### WHAT THE TASK REQUIRES
Render the lines of the rows below, from the line with "Where can the humpback" through the line with "<point>27,131</point>", as a JSON list of strings with one string per line and blank lines omitted.

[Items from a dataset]
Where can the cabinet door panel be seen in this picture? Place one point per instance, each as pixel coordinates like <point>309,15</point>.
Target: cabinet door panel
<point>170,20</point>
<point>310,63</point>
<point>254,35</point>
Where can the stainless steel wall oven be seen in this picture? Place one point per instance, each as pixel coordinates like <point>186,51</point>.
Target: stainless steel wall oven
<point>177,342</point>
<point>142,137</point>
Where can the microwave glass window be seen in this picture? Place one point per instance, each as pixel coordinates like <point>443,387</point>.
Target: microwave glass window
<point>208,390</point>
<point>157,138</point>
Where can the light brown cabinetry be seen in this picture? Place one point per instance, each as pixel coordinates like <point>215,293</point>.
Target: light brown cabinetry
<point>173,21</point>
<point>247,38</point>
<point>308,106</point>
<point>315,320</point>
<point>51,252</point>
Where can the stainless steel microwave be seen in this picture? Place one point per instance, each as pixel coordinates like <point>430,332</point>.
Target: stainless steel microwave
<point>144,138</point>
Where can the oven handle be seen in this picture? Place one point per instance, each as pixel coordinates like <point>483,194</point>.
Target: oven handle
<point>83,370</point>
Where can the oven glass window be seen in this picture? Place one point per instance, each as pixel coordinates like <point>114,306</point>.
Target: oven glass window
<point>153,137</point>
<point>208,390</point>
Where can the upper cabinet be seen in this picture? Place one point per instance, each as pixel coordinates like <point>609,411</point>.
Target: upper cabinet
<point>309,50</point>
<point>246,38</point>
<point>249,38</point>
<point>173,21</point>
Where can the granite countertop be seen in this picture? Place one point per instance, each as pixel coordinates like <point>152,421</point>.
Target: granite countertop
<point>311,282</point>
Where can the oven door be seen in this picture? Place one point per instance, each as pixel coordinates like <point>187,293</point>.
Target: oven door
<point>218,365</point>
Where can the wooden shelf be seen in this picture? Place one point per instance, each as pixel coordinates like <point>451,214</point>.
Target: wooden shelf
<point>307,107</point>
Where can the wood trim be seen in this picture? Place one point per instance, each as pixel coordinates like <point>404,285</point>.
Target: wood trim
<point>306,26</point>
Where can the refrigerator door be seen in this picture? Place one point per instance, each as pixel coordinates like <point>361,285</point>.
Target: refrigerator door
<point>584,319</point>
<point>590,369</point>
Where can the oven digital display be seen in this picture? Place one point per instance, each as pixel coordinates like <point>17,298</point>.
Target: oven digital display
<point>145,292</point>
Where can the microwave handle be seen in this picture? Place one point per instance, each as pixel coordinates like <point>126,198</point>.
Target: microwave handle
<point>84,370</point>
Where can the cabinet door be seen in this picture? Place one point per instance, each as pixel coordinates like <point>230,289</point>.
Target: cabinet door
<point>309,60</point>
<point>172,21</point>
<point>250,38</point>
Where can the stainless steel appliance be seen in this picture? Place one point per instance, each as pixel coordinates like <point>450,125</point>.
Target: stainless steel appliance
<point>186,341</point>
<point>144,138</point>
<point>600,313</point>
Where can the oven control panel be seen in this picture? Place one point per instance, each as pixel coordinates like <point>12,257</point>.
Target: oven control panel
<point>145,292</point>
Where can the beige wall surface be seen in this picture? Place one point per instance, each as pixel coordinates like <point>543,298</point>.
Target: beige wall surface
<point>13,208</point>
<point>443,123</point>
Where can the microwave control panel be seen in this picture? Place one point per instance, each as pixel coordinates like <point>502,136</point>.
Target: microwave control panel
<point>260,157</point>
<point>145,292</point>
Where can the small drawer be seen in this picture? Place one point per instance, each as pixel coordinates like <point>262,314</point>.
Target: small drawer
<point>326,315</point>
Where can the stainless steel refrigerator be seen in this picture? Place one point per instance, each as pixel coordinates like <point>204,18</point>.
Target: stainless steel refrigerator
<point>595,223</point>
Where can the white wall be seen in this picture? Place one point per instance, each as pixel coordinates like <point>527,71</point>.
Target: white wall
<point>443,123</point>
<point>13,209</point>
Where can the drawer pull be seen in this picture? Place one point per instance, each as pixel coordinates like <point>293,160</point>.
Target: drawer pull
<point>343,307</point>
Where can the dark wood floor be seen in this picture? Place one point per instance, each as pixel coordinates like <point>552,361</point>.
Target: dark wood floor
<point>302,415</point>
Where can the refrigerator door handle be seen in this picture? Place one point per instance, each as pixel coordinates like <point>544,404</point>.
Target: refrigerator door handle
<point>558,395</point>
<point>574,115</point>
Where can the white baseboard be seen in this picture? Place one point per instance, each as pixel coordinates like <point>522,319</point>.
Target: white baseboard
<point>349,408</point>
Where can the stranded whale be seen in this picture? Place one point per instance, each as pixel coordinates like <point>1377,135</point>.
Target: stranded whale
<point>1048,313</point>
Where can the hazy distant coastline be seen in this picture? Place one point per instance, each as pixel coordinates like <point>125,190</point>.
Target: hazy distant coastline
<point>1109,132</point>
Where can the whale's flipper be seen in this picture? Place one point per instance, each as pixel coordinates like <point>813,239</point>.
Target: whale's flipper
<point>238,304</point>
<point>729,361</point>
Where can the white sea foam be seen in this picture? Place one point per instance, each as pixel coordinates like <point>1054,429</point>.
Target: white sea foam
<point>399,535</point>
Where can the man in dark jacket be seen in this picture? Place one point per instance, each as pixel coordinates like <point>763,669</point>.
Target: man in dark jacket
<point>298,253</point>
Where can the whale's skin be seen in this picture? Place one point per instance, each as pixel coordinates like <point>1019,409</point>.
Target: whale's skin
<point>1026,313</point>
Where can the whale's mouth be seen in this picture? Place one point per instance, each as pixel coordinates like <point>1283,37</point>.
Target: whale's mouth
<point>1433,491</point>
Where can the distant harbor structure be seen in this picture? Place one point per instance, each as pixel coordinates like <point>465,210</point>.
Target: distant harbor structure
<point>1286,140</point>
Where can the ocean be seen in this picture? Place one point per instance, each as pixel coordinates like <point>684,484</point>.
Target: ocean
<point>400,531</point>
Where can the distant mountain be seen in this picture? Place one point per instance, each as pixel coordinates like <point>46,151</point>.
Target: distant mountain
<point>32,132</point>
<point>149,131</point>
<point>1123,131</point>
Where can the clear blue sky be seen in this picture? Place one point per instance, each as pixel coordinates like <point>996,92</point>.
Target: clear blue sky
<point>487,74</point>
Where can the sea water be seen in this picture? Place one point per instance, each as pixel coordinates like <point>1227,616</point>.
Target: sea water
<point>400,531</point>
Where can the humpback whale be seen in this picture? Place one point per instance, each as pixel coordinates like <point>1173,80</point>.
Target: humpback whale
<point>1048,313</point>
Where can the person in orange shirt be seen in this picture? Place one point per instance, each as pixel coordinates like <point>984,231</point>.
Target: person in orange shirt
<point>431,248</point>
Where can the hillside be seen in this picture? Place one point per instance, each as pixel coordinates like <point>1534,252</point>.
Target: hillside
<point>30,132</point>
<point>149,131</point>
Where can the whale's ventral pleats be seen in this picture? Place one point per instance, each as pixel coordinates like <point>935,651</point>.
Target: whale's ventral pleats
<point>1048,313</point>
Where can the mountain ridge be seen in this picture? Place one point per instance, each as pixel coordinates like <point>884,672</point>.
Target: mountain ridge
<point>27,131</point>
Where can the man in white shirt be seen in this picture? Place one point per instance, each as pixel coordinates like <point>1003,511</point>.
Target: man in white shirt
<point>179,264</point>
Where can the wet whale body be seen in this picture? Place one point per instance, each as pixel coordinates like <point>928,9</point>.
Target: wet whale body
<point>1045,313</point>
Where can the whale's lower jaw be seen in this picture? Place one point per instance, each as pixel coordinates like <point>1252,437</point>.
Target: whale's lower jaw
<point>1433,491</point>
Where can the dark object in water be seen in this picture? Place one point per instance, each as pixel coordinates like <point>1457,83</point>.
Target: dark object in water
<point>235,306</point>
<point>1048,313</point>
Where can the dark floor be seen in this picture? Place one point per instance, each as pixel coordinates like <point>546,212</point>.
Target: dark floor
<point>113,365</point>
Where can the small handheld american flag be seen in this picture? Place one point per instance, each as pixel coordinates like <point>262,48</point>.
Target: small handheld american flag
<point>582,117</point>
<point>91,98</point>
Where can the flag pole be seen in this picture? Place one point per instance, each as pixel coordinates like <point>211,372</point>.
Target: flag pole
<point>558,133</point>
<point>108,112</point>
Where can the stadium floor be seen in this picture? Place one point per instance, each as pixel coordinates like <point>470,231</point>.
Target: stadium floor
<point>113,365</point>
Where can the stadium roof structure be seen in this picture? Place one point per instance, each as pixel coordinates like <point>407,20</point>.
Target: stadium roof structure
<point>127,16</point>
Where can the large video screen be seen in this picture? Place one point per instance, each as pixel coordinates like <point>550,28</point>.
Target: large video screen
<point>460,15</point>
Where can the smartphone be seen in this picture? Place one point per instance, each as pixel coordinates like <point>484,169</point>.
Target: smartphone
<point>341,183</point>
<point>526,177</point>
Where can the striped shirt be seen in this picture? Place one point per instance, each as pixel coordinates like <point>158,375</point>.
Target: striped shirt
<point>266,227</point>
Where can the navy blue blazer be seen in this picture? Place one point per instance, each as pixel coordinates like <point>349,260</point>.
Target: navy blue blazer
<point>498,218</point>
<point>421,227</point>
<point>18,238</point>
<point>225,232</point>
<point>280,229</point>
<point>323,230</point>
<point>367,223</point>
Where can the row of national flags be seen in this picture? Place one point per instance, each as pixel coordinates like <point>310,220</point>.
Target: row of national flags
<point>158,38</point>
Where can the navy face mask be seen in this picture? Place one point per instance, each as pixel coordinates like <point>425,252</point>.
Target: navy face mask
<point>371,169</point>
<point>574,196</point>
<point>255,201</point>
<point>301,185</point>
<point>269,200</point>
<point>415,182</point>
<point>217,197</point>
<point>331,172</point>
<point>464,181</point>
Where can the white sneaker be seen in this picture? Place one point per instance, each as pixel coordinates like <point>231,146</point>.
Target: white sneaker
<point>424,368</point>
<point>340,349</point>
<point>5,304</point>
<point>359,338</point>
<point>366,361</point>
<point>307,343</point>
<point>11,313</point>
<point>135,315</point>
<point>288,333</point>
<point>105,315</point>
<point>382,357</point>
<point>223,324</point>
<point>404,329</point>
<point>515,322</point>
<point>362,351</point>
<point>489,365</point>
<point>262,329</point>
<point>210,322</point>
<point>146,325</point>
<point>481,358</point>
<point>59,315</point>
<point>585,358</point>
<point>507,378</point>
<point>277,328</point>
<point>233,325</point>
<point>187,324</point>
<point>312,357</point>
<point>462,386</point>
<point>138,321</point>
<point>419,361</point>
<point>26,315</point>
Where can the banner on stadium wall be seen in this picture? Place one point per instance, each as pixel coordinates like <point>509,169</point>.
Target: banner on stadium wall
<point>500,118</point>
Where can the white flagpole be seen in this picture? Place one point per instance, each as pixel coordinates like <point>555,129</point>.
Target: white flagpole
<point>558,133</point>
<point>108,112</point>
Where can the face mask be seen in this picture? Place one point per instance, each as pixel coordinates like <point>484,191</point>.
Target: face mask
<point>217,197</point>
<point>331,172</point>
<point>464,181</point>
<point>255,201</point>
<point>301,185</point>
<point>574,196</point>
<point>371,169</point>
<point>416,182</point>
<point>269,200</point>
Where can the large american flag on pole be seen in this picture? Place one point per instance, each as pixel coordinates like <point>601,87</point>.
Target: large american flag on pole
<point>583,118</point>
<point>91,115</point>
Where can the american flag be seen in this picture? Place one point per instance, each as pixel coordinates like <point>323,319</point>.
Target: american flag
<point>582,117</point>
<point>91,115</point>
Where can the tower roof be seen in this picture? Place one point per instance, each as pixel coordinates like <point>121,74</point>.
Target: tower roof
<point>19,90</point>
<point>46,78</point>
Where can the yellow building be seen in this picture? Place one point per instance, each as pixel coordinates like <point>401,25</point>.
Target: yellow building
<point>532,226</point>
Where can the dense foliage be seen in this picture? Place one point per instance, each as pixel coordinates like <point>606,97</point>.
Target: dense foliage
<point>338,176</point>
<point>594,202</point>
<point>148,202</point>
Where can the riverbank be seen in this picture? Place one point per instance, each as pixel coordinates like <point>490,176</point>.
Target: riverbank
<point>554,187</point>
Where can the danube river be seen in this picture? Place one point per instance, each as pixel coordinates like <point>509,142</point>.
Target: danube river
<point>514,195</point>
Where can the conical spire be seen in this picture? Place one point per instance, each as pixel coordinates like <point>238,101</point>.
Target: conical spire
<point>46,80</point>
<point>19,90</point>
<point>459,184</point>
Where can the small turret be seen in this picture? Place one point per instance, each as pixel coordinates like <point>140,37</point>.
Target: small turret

### FINISHED TASK
[
  "Where can the humpback whale be seen in this picture? Place one point per instance, each as pixel coordinates like <point>1173,80</point>.",
  "Target: humpback whale",
  "<point>1048,313</point>",
  "Where can the person in orange shirt be seen in this picture? Place one point per instance, each as pixel coordinates like <point>984,231</point>.",
  "Target: person in orange shirt",
  "<point>431,248</point>",
  "Where can the hillside be seen in this picture? Place one point per instance, each as pixel coordinates like <point>1534,252</point>.",
  "Target: hillside",
  "<point>30,132</point>",
  "<point>149,131</point>",
  "Where can the whale's ventral pleats be seen in this picture? Place one point per instance, each as pixel coordinates like <point>935,651</point>.",
  "Target: whale's ventral pleats",
  "<point>1048,313</point>",
  "Where can the mountain ridge be seen in this picture? Place one point per instance, each as pixel coordinates like <point>884,672</point>.",
  "Target: mountain ridge",
  "<point>27,131</point>"
]